# What is being asked:
Print the listing below again from the line that contains "Would you kindly indicate the bare" onward, keeping every line exact and leaving out the lines before it.

Start of Block

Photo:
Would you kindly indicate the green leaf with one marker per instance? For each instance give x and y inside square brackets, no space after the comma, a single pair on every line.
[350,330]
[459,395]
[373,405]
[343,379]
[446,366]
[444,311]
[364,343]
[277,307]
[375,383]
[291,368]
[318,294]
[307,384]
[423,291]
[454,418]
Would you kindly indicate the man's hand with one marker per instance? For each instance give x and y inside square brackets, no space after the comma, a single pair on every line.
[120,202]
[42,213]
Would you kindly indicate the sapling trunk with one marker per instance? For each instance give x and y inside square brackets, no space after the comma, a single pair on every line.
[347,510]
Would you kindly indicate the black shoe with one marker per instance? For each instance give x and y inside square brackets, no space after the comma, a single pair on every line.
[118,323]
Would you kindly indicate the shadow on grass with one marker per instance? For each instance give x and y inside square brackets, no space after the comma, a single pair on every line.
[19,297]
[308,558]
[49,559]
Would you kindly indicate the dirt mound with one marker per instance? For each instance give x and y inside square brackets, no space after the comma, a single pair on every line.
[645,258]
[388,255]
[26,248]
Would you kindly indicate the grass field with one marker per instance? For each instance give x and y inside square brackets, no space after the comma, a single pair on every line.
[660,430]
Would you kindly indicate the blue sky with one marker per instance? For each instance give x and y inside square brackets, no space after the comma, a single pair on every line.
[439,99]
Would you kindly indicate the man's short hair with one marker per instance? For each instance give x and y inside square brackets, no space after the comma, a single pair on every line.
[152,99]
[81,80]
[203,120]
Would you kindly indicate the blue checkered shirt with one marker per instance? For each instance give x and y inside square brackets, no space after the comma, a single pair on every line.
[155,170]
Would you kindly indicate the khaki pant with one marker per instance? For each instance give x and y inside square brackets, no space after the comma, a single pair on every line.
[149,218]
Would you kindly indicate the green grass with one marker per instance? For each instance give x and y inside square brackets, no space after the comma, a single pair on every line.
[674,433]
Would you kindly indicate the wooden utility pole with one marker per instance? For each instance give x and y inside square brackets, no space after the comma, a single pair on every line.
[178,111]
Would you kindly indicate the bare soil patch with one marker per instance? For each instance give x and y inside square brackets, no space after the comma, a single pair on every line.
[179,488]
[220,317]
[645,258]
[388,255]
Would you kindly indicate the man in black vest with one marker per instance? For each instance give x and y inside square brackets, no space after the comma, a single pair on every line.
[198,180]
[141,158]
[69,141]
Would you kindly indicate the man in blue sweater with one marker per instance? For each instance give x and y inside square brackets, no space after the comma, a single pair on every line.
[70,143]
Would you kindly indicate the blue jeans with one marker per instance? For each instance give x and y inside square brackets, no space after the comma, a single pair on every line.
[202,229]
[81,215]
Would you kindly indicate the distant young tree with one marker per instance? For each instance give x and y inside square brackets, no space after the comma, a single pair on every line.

End of Block

# Solution for this exercise:
Would you kindly indicate the bare soil patch with one marker per instance? For each instance give x and y inside square brackets, no space after the comma, a single pair on every line.
[179,488]
[220,317]
[645,258]
[388,255]
Would you kindly indicate the man in black vest with one marker per instance? For each instance give x and y inside square brackets, no space after the comma, a single pair on every line.
[198,180]
[141,158]
[69,141]
Would you kindly indicate the man in blue sweater with one marker per instance? For each instance give x and y inside square brackets, no space after the comma, a single pair on every line.
[70,143]
Would you kindly indicate the blue jeans with one marker per instance? For each instance give x and y inside square brackets, no space after the comma, a single pair on every line.
[202,229]
[81,215]
Would you kindly indicate the distant young tree with one marker per instance? For each instance give x and y inside square brackets, no space after the comma, a single pair on every line.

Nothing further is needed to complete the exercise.